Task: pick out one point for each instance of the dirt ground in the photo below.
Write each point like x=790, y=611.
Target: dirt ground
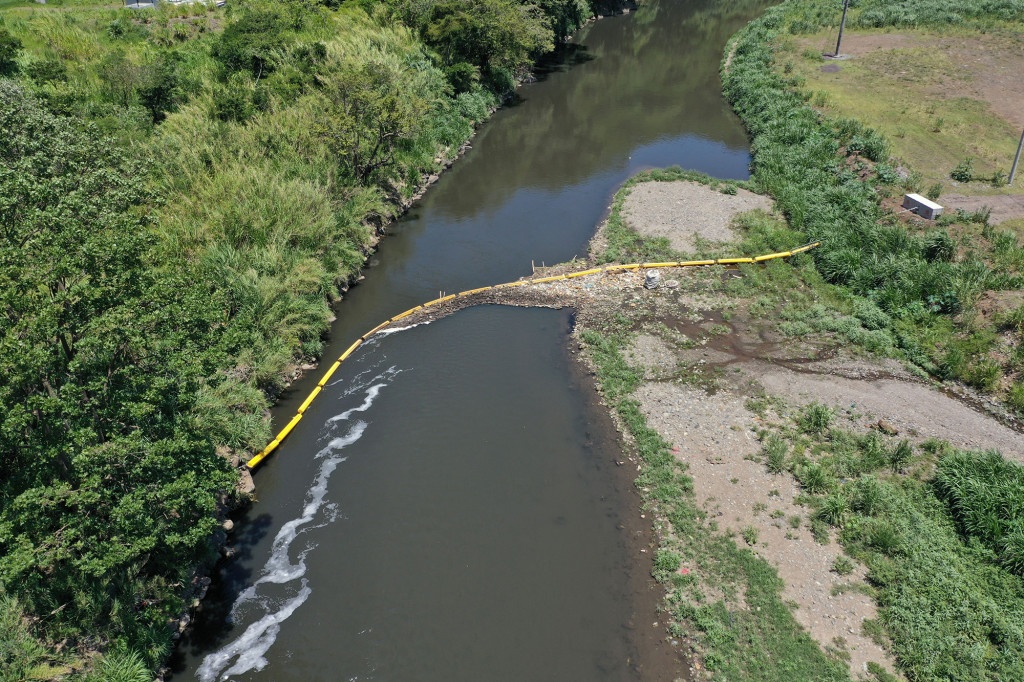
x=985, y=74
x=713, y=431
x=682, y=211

□ □ □ □

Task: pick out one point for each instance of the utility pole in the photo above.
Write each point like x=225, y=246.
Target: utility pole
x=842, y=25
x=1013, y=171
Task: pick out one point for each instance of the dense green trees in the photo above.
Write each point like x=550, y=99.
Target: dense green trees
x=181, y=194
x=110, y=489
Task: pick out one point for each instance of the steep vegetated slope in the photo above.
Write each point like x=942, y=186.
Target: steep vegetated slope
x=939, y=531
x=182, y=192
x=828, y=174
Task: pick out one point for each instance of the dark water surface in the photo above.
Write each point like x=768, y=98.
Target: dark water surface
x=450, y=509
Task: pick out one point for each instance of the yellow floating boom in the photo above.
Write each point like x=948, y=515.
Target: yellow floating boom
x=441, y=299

□ □ □ □

Rewrite the lines beginning with the one that contains "Task: pick out one point for each instance of the steep" and continuing through the one that contains "x=828, y=174", replacing "vegetated slope" with "grassy hillside" and leaving everything else unchanged. Return only those lines.

**REPLY TO THE EXERCISE:**
Task: pick out one point for each instance of the steep grassy hillside in the photo above.
Write each point like x=942, y=186.
Target: steep grassy hillside
x=939, y=531
x=182, y=192
x=828, y=174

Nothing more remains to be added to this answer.